(Extract to read)

------------------------------

Do you want to know one thing that is true about grief? Movies tend to think that what we remember and treasure in our hearts are the big gestures people make to acknowledge the hugeness of our loss. But that’s not the case. What stays with you are scores of small kindnesses from people that remind you that life is worth living, that in our sadness, our emptiness, and our poverty, most people can be very, very decent. “To be kind,” George MacDonald once wrote, “neither hurts nor compromises.” It may be the only thing that doesn’t.

Estevez talked rather self-effacingly at the Toronto International Film Festival of not directing his father, of surrounding himself with talented people and “getting out of the way.” He did direct, Sheen insisted. It’s easy enough to  see how both descriptions are true. In a post-Cahiers film world, we take certain theories of auteurship for granted. Our picture of the director is of someone who, Hitchcock-like, plans and controls every detail of the film in his head. Estevez spoke of making a film about community by making a community, using natural light, shooting in Super 16 and making technical choices appropriate to the thematic content of the film. These are directorial decisions that shape the film and were appropriate, but the creation of a community of like-minded people pursuing a goal should not be underestimated. The care and compassion these people have for each other reaches beyond performance and says something about the material’s and location’s ability to affect actors and not just vice-versa. I wish he hadn’t used the device of having the father occasionally “see” his dead son, but–as one viewer stressed to me–that (hearing/seeing those who are absent) is an experience, hinted at by other characters in the film which is not uncommon to those who are grieving.

In circles in which I sometimes converse, there have been, for as long as I can remember, discussions about Christians in the art, about how to get more films that are faith friendly and about the corrosive moral effects of “Hollywood” or the “Hollywood culture.” Every now and then, though, I’ll run across a song like Leonard Cohen’s “If It Be Your Will” or a film like The Way, that not only puts “Christian” films to shame but that makes me exasperated at the whole notion of “Christian” as an identity politics genre. If you want more great Christian art, go find great artists and support them in their desire to speak, write, and represent the truth. Hollywood is made up of people–many of whom, it turns out, are more complex, interesting, and thoughtful than we might guess based on nothing more than a quick glimpse of their IMDB filmography.

------------------------------

In the piece on The Way, explain why both Estevez's claim that he did not direct his father and Sheen's insistence that he did can be true. Answer in one to three sentences.

(Dataset extract)

------------------------------

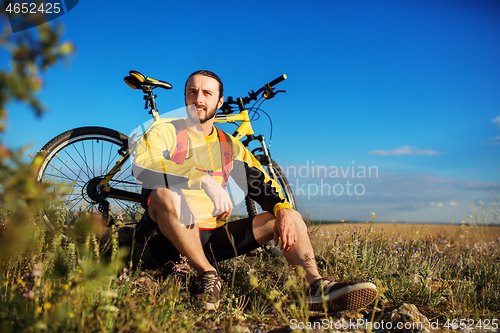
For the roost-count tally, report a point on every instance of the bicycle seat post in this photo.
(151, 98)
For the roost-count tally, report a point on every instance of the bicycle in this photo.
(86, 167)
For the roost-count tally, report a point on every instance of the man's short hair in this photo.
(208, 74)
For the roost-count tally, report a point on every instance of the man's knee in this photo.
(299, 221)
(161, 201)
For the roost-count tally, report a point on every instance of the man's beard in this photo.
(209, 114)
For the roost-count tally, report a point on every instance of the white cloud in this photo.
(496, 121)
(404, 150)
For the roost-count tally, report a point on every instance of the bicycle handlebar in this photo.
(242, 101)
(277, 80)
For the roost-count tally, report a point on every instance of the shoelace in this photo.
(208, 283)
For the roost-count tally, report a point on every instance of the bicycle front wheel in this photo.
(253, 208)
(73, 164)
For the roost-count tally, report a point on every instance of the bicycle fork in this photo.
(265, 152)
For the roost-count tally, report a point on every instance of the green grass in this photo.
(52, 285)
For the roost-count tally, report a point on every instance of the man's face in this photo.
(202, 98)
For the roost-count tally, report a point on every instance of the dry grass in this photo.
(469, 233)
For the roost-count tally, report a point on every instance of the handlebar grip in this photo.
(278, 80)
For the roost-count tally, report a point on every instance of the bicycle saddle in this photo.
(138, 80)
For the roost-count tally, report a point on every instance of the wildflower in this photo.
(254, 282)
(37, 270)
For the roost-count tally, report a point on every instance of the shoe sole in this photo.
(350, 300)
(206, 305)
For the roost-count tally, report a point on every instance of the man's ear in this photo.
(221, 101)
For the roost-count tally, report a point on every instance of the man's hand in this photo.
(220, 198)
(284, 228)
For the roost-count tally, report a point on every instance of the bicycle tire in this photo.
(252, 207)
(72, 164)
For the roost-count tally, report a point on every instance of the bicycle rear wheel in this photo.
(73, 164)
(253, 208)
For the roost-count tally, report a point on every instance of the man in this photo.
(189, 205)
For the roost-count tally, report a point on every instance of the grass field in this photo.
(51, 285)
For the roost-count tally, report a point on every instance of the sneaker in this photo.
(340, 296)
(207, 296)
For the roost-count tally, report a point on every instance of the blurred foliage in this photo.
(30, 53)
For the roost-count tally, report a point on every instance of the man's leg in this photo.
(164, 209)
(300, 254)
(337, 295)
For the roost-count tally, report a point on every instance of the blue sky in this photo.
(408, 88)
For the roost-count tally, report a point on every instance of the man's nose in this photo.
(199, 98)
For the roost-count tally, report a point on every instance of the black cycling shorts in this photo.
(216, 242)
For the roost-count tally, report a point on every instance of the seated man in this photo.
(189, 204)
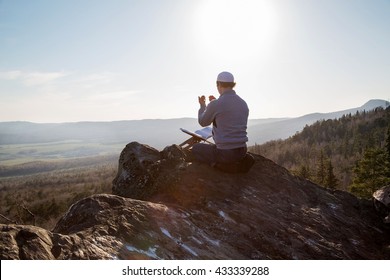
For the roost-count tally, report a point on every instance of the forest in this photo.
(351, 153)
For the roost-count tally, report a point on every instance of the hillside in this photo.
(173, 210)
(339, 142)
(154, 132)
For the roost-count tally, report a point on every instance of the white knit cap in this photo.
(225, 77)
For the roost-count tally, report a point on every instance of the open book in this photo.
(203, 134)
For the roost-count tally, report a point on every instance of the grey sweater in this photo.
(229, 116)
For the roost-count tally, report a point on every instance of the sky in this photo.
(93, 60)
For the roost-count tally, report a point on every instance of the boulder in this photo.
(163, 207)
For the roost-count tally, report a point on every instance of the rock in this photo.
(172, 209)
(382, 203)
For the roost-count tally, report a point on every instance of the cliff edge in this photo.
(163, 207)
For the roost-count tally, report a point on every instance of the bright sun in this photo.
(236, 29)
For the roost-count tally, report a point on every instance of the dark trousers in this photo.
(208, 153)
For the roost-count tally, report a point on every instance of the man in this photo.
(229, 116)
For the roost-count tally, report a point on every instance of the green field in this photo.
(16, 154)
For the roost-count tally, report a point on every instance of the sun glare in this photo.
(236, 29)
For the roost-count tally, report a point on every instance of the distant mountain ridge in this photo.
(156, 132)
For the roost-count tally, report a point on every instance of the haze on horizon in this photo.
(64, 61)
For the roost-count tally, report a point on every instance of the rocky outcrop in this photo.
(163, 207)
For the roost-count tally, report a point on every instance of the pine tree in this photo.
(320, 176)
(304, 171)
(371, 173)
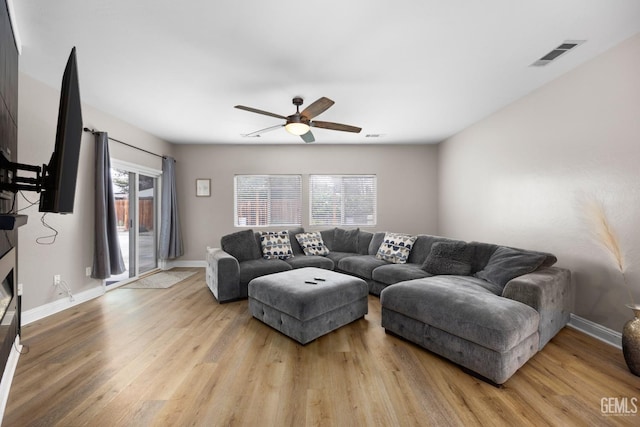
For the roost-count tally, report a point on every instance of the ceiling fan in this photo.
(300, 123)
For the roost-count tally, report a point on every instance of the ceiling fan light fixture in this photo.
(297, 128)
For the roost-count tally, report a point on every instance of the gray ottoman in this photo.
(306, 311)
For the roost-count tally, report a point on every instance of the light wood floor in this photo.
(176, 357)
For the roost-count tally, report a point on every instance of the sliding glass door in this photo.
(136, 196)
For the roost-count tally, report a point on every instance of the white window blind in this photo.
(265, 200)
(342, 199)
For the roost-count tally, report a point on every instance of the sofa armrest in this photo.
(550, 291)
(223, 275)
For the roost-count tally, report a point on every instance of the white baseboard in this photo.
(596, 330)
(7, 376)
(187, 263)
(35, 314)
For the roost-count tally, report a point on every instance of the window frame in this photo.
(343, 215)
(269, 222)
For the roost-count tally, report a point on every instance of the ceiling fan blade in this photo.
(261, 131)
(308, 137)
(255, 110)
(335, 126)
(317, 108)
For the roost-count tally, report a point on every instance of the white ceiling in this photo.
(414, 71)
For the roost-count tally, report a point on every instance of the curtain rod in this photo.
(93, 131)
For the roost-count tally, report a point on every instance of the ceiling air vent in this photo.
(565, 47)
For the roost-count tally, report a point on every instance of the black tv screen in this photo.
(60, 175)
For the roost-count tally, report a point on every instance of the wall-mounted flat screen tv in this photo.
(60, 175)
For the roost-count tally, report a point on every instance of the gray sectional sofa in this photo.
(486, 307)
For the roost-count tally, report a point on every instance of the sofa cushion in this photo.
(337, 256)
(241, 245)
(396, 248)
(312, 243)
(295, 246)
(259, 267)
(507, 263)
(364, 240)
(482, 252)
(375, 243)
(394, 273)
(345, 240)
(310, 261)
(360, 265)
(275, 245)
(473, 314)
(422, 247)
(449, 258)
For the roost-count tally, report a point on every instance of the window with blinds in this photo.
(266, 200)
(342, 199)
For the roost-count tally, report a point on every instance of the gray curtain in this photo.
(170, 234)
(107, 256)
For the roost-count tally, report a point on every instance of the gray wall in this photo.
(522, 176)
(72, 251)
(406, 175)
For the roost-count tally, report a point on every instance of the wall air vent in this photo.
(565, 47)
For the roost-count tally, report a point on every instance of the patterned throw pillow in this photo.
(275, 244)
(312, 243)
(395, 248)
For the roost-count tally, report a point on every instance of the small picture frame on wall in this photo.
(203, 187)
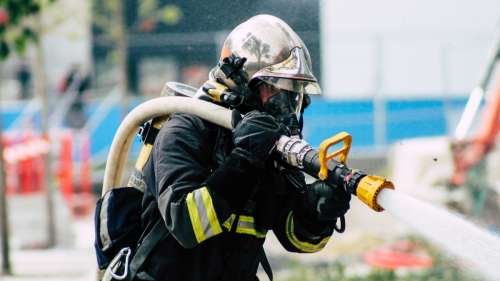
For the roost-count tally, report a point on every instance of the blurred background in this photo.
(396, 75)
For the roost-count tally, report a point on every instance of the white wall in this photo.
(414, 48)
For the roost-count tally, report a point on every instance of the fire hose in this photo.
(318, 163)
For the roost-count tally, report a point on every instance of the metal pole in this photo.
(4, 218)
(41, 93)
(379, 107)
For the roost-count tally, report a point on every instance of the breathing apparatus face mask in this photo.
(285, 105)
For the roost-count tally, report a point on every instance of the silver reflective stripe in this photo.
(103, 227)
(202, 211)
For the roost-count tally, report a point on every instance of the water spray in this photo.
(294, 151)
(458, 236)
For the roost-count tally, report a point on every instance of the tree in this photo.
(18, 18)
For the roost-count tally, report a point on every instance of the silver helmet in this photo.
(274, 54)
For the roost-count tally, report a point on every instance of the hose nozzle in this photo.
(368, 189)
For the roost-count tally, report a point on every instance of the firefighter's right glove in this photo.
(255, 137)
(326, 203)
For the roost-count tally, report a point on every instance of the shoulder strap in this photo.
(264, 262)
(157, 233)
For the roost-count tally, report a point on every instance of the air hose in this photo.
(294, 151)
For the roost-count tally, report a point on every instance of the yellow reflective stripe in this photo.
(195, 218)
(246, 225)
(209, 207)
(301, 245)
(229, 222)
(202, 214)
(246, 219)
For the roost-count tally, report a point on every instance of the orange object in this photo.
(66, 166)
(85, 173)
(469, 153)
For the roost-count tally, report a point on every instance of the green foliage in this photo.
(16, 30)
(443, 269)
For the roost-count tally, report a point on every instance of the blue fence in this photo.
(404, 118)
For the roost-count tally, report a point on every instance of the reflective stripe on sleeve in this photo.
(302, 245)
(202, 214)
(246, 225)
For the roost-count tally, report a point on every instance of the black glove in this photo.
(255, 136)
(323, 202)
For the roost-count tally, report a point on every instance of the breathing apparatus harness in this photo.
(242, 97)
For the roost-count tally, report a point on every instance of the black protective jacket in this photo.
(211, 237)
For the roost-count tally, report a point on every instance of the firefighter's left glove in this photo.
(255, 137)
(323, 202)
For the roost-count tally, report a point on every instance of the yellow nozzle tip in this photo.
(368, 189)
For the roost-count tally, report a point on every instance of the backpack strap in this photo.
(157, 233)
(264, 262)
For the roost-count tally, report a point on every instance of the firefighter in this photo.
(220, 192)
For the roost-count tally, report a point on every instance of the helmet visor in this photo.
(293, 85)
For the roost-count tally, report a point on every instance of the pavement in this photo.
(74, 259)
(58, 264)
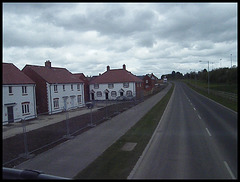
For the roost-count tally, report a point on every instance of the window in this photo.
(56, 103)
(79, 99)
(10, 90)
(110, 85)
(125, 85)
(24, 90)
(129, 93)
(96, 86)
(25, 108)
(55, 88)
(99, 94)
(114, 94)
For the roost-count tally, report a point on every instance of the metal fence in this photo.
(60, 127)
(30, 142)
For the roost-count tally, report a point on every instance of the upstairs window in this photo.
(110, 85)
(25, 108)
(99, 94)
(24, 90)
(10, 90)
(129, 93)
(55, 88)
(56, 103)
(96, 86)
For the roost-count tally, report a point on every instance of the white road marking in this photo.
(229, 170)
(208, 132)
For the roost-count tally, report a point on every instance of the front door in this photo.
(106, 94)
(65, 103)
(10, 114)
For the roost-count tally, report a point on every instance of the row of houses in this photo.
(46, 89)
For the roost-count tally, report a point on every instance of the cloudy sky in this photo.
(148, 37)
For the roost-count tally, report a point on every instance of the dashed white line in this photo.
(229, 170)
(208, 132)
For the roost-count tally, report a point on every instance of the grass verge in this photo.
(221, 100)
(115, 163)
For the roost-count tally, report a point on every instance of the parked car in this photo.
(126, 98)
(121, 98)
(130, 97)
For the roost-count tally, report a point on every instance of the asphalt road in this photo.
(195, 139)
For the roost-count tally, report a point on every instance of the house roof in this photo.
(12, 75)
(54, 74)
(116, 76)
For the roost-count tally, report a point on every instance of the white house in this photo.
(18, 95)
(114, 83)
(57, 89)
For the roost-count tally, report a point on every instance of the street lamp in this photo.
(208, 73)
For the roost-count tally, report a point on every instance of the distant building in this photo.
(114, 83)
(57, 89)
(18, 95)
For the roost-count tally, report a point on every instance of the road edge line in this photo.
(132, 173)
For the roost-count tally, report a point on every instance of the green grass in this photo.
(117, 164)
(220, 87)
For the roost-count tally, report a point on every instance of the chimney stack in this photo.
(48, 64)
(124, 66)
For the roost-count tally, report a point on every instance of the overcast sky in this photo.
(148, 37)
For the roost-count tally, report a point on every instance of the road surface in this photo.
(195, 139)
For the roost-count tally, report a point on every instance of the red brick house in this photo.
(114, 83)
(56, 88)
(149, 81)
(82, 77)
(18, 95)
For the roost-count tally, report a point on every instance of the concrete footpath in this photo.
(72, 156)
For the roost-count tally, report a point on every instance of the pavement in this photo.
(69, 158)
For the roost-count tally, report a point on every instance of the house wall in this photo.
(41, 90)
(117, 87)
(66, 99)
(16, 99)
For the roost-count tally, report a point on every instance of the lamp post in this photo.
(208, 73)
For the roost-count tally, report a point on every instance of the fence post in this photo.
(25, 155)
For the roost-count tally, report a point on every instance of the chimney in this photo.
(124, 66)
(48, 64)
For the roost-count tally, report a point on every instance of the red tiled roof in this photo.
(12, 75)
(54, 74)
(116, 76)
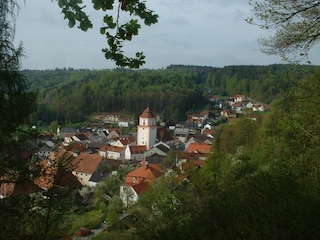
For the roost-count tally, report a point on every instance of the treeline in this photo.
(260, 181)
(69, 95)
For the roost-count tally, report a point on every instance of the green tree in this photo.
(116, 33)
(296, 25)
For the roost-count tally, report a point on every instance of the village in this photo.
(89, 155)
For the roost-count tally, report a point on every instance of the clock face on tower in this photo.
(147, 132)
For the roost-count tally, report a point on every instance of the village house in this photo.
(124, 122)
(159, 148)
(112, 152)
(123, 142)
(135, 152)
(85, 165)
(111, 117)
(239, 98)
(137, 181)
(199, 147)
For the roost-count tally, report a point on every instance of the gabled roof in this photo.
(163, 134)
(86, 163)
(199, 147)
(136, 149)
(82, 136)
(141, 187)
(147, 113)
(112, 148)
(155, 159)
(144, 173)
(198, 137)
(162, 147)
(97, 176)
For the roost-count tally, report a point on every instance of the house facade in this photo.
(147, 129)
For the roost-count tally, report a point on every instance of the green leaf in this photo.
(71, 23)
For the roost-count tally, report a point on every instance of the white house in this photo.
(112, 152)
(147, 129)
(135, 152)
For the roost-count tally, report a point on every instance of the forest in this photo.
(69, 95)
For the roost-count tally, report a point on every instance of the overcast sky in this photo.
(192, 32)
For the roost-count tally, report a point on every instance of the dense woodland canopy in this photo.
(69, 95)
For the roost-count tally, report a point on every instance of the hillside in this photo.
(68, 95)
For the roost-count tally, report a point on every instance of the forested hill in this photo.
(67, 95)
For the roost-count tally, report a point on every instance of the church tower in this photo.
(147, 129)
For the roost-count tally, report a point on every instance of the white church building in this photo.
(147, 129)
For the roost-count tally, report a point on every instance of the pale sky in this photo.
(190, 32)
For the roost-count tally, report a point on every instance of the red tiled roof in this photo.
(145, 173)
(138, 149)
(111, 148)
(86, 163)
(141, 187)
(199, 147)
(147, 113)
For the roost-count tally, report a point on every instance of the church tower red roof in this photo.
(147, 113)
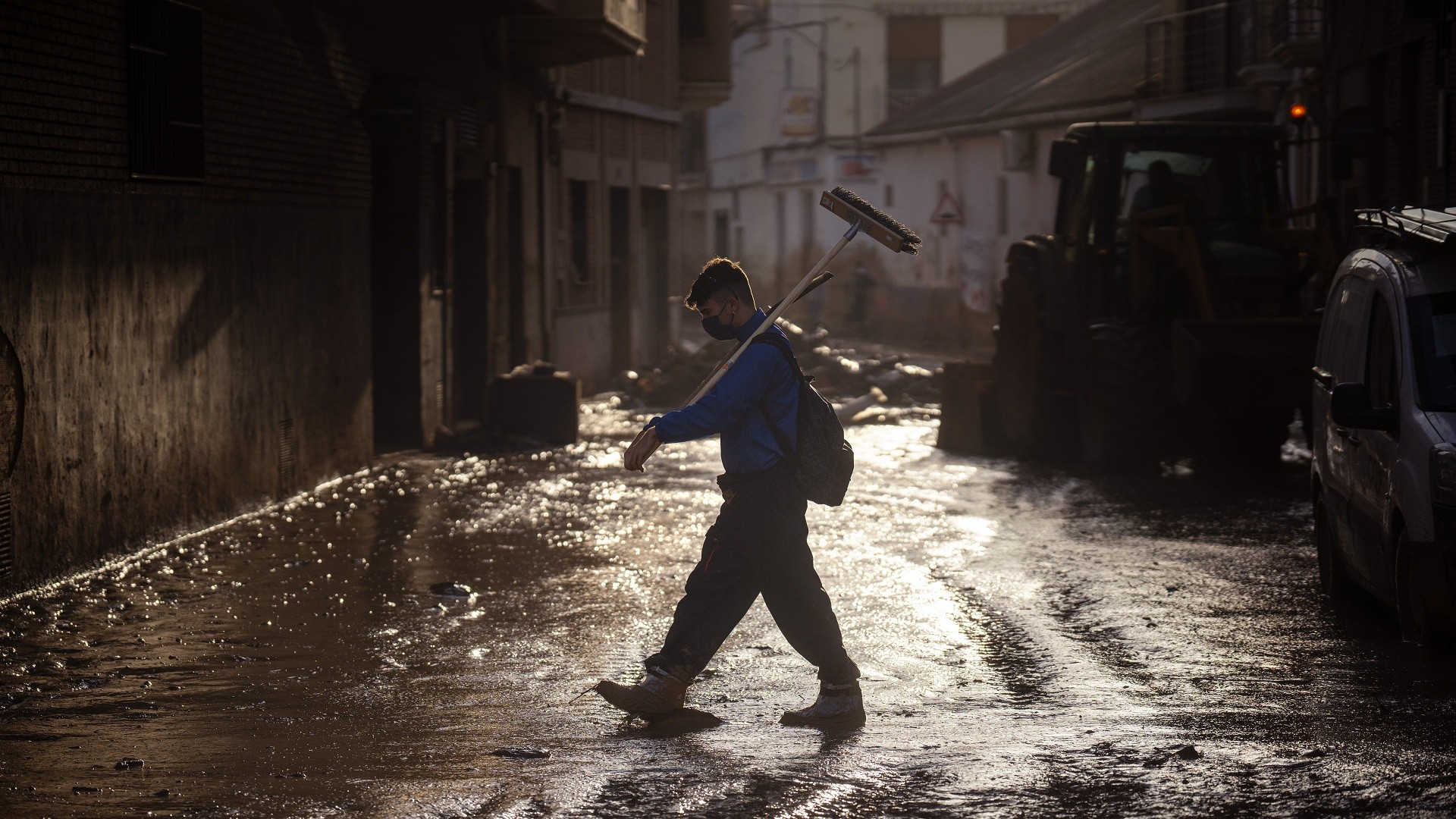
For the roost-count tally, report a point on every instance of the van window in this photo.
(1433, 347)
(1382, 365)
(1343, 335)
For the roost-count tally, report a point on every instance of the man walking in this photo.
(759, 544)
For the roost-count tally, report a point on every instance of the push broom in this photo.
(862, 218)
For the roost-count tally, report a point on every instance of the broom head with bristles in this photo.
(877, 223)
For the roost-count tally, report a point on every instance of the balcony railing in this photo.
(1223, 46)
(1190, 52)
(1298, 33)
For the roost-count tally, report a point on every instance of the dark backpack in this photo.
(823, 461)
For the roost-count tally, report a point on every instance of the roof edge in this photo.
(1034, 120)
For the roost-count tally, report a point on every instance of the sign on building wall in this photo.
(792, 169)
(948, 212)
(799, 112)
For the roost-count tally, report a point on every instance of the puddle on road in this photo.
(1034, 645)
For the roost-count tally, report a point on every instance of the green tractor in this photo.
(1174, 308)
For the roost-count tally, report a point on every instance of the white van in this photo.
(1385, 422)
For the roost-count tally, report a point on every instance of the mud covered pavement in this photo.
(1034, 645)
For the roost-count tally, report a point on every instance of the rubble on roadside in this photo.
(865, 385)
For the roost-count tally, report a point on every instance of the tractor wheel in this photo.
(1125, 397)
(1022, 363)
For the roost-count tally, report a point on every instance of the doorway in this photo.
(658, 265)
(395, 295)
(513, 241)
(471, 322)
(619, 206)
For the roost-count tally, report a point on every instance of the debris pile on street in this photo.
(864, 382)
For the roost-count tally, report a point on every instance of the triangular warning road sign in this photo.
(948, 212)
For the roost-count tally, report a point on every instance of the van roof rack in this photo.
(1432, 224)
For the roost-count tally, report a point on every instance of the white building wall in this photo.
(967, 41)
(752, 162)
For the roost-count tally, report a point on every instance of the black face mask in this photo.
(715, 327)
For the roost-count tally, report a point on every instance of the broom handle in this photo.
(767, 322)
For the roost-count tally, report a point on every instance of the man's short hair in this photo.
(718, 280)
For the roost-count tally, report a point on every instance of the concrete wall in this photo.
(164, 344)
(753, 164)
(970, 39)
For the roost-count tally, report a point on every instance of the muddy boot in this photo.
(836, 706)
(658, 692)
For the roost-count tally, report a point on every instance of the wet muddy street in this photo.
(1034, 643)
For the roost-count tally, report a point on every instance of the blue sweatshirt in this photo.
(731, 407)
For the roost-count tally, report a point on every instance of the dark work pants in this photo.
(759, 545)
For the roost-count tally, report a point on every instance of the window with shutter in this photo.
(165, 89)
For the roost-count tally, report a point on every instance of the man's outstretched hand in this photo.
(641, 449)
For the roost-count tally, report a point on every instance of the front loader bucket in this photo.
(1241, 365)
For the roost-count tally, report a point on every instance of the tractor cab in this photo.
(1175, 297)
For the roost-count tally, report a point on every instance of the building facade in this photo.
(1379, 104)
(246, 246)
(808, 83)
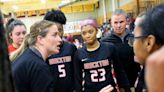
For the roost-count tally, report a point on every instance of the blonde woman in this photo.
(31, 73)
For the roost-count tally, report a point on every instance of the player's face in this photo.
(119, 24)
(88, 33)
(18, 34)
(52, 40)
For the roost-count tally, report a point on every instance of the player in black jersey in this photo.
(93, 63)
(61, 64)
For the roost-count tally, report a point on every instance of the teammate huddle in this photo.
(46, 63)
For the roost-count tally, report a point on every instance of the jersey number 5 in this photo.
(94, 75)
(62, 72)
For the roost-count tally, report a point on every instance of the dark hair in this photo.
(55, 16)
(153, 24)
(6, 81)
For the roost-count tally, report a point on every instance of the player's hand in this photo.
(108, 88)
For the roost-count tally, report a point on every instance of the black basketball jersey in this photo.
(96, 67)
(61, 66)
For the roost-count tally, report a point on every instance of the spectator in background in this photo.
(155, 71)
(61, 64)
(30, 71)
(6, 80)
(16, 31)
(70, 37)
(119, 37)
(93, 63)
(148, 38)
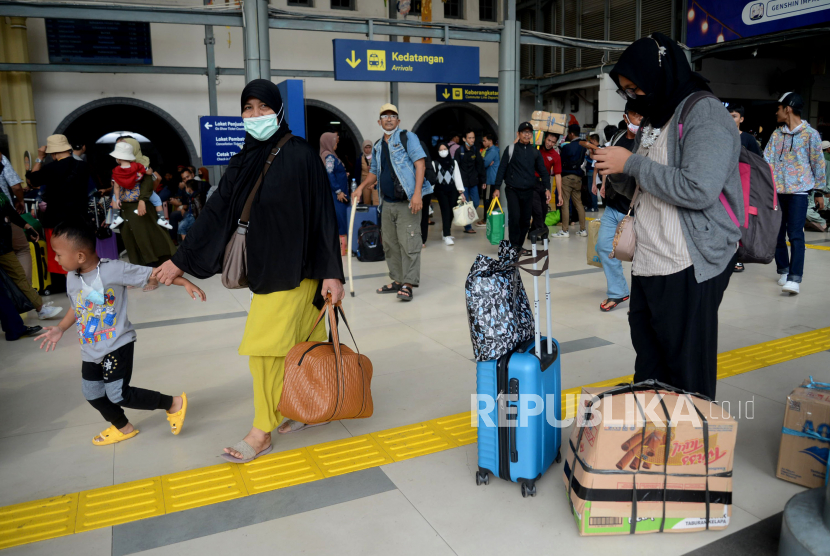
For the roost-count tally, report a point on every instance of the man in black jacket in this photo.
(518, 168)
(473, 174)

------------------------------

(Response) Estevez did direct: he made choices that shaped the film, such as using natural light, shooting in Super 16, and picking technical options suited to its themes. He also built a community of like-minded people whose care for one another reached beyond performance. That fits his own account of surrounding himself with talented people and "getting out of the way."